◆ Listed records
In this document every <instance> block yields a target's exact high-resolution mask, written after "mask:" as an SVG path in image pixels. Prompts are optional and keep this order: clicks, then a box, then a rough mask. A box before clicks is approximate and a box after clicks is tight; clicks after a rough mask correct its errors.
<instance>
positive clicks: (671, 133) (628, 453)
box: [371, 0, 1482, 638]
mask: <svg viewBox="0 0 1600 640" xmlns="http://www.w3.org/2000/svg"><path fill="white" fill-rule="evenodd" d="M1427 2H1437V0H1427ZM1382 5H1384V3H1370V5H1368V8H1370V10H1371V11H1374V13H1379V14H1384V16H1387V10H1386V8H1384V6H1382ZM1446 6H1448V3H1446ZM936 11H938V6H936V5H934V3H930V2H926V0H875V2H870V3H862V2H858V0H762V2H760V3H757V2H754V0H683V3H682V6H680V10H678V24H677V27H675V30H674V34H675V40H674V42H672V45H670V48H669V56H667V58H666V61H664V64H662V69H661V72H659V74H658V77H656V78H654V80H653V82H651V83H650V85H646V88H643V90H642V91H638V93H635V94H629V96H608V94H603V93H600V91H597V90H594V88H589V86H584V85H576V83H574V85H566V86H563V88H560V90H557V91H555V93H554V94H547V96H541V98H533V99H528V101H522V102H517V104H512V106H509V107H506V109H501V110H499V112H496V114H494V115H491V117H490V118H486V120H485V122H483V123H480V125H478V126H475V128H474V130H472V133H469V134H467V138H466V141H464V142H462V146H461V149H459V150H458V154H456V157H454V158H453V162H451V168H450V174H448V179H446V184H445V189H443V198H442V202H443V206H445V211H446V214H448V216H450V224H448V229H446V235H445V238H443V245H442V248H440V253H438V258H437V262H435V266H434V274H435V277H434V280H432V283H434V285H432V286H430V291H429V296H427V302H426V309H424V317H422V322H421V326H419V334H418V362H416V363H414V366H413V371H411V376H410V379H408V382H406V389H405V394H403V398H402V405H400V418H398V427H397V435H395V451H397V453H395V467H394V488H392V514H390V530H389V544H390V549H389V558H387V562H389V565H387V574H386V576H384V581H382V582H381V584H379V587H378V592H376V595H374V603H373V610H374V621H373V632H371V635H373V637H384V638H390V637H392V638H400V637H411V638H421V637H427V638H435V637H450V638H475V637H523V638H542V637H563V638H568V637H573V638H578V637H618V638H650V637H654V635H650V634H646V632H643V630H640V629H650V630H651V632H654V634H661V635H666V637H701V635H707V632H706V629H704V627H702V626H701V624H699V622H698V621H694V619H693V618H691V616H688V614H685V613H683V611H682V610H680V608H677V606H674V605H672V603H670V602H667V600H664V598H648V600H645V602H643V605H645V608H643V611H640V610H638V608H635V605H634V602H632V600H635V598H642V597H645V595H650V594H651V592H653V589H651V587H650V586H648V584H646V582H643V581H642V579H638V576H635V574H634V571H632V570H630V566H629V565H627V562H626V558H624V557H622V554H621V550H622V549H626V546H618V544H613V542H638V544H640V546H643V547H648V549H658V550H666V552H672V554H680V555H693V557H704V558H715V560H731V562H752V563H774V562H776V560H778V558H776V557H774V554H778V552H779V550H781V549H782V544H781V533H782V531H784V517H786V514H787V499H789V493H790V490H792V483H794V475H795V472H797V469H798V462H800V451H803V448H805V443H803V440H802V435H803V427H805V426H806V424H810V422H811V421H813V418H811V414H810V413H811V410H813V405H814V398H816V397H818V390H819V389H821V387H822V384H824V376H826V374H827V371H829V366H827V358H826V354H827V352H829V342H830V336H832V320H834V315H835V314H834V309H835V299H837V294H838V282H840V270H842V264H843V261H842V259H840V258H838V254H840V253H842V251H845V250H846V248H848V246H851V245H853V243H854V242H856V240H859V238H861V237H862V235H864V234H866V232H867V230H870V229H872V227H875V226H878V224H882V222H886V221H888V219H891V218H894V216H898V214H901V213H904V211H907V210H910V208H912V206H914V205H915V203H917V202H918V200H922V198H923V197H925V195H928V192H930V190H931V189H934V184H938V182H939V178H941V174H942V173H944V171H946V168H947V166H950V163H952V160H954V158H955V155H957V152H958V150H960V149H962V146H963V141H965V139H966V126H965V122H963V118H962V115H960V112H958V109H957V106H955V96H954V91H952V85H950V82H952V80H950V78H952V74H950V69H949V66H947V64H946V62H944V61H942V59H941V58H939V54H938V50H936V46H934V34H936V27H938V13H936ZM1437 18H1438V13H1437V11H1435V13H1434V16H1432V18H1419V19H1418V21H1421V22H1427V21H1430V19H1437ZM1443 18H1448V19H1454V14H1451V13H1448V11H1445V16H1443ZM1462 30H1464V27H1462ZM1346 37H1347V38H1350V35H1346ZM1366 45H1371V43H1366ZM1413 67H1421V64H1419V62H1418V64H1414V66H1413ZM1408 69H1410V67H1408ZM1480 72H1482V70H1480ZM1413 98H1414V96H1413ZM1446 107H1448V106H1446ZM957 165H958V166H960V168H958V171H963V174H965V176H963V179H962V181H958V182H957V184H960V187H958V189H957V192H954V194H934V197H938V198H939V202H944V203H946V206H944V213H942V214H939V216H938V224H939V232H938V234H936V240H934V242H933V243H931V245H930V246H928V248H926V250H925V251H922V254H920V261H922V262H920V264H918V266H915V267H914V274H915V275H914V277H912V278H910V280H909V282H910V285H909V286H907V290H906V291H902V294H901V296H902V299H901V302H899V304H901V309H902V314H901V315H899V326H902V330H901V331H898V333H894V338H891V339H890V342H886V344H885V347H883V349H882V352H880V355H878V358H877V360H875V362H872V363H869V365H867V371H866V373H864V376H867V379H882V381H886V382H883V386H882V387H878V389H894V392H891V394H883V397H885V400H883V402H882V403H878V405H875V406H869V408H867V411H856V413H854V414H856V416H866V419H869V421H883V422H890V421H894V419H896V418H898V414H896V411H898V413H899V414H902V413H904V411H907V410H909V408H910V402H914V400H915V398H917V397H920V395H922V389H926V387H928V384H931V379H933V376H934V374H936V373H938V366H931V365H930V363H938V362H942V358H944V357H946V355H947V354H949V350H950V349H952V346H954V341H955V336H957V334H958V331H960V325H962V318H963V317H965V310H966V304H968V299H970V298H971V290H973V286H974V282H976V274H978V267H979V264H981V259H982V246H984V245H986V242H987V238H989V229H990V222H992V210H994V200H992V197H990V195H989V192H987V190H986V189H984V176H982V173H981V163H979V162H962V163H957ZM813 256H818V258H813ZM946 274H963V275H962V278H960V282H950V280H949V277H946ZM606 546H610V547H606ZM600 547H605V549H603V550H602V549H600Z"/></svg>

◆ Required work
Nothing in the data should be left out when you retype it exactly.

◆ Your solution
In this document every <instance> block yields a target's exact high-resolution mask, written after "mask:" as an SVG path in image pixels. Prompts are optional and keep this order: clicks, then a box, then a rough mask. A box before clicks is approximate and a box after clicks is tight; clicks after a rough mask correct its errors.
<instance>
positive clicks: (671, 133) (628, 453)
box: [371, 0, 1482, 638]
mask: <svg viewBox="0 0 1600 640" xmlns="http://www.w3.org/2000/svg"><path fill="white" fill-rule="evenodd" d="M1427 2H1437V0H1427ZM1382 5H1384V3H1370V5H1368V8H1370V10H1371V11H1374V13H1379V14H1384V16H1387V10H1386V8H1384V6H1382ZM1446 6H1448V3H1446ZM936 11H938V6H936V5H934V3H930V2H926V0H875V2H870V3H862V2H858V0H762V2H760V3H757V2H754V0H683V3H682V6H680V10H678V24H677V27H675V30H674V34H675V40H674V42H672V45H670V48H669V56H667V58H666V61H664V64H662V69H661V72H659V74H658V77H656V78H654V80H653V82H651V83H650V85H646V88H643V90H642V91H638V93H635V94H629V96H608V94H603V93H600V91H597V90H594V88H589V86H584V85H576V83H574V85H566V86H563V88H560V90H557V91H555V93H554V94H547V96H541V98H533V99H528V101H522V102H517V104H512V106H509V107H506V109H501V110H499V112H496V114H494V115H491V117H490V118H486V120H485V122H483V123H480V125H478V126H475V128H474V130H472V133H469V134H467V138H466V141H464V142H462V146H461V149H459V150H458V154H456V157H454V158H453V162H451V168H450V174H448V179H446V184H445V189H443V198H442V202H443V206H445V211H446V214H448V216H450V224H448V229H446V235H445V238H443V245H442V248H440V253H438V258H437V262H435V266H434V274H435V277H434V280H432V283H434V285H432V286H430V291H429V296H427V302H426V309H424V317H422V322H421V326H419V334H418V362H416V363H414V366H413V371H411V376H410V379H408V382H406V389H405V394H403V398H402V405H400V418H398V427H397V435H395V451H397V453H395V467H394V488H392V514H390V530H389V544H390V549H389V558H387V562H389V565H387V574H386V576H384V581H382V582H381V584H379V587H378V592H376V595H374V603H373V610H374V621H373V632H371V635H373V637H384V638H390V637H392V638H400V637H411V638H421V637H427V638H435V637H450V638H475V637H523V638H542V637H563V638H568V637H573V638H578V637H618V638H650V637H654V635H650V634H646V632H643V630H640V629H650V630H651V632H654V634H661V635H666V637H701V635H707V632H706V629H704V627H702V626H701V624H699V622H698V621H694V619H693V618H691V616H688V614H685V613H683V611H682V610H680V608H677V606H674V605H672V603H670V602H667V600H664V598H648V600H645V602H643V605H645V608H643V611H640V610H638V608H635V605H634V602H632V600H635V598H642V597H645V595H650V594H651V592H653V589H651V587H650V586H648V584H646V582H643V581H642V579H638V576H635V574H634V571H632V570H630V566H629V565H627V562H626V558H624V557H622V554H621V550H622V549H626V546H618V544H613V542H638V544H640V546H643V547H648V549H658V550H666V552H672V554H680V555H693V557H704V558H715V560H731V562H752V563H774V562H776V560H778V558H776V557H774V554H778V552H779V550H781V549H782V544H781V533H782V531H784V517H786V514H787V499H789V493H790V490H792V483H794V475H795V472H797V469H798V462H800V451H803V448H805V443H803V440H802V435H803V427H805V426H806V424H810V422H811V421H813V418H811V414H810V413H811V410H813V405H814V398H816V397H818V390H819V389H821V387H822V384H824V376H826V374H827V371H829V366H827V358H826V354H827V352H829V342H830V336H832V320H834V315H835V314H834V309H835V299H837V294H838V282H840V270H842V264H843V261H842V259H840V258H838V254H840V253H842V251H845V250H846V248H848V246H851V245H853V243H854V242H856V240H859V238H861V237H862V235H864V234H866V232H867V230H870V229H872V227H875V226H878V224H882V222H886V221H888V219H891V218H894V216H898V214H901V213H904V211H907V210H910V208H912V206H914V205H915V203H917V202H918V200H922V198H923V197H925V195H928V192H930V190H931V189H934V184H938V182H939V178H941V174H942V173H944V171H946V168H947V166H950V163H952V160H954V158H955V155H957V152H958V150H960V149H962V146H963V141H965V139H966V126H965V122H963V118H962V115H960V112H958V109H957V106H955V96H954V91H952V85H950V82H952V80H950V78H952V74H950V69H949V66H947V64H946V62H944V61H942V59H941V58H939V54H938V50H936V46H934V34H936V27H938V13H936ZM1437 18H1438V13H1437V11H1435V13H1434V16H1432V18H1419V19H1418V21H1421V22H1427V21H1430V19H1437ZM1443 18H1448V19H1454V14H1451V13H1448V11H1445V16H1443ZM1462 30H1464V27H1462ZM1346 37H1347V38H1350V35H1346ZM1366 45H1371V43H1366ZM1413 67H1421V64H1419V62H1418V64H1414V66H1413ZM1408 69H1410V67H1408ZM1480 72H1482V70H1480ZM1413 98H1414V96H1413ZM1446 107H1448V106H1446ZM957 165H958V166H960V168H958V171H963V174H965V176H963V179H962V181H958V182H957V184H960V187H958V189H957V192H954V194H934V197H938V198H939V202H944V203H946V206H944V213H942V214H939V216H938V224H939V232H938V234H936V240H934V242H933V243H931V245H930V246H928V248H926V250H925V251H922V254H920V261H922V262H920V264H918V266H915V267H914V274H915V275H914V277H912V278H910V280H909V282H910V285H909V286H907V290H906V291H902V294H901V296H902V299H901V302H899V304H901V309H902V314H901V315H899V326H902V330H901V331H898V333H894V338H891V339H890V342H886V344H885V347H883V349H882V352H880V355H878V358H877V360H875V362H872V363H869V365H867V371H866V373H864V376H867V379H882V381H886V382H883V386H882V387H878V389H894V392H891V394H883V397H885V400H883V402H882V403H878V405H875V406H869V408H867V411H856V413H854V414H856V416H866V419H869V421H883V422H890V421H894V419H896V418H898V414H896V411H898V413H899V414H902V413H904V411H907V410H909V408H910V402H914V400H915V398H917V397H920V395H922V389H926V387H928V384H931V379H933V376H934V374H936V373H938V366H931V365H930V363H938V362H942V358H944V357H946V355H947V354H949V350H950V349H952V346H954V341H955V336H957V334H958V331H960V325H962V318H963V317H965V310H966V304H968V299H970V298H971V290H973V286H974V282H976V274H978V267H979V264H981V259H982V246H984V245H986V242H987V238H989V229H990V222H992V210H994V200H992V197H990V195H989V192H987V190H986V189H984V176H982V173H981V163H979V162H962V163H957ZM813 256H818V258H813ZM946 274H963V275H962V278H960V282H950V280H949V277H946ZM606 546H610V547H606ZM600 547H605V549H603V550H602V549H600Z"/></svg>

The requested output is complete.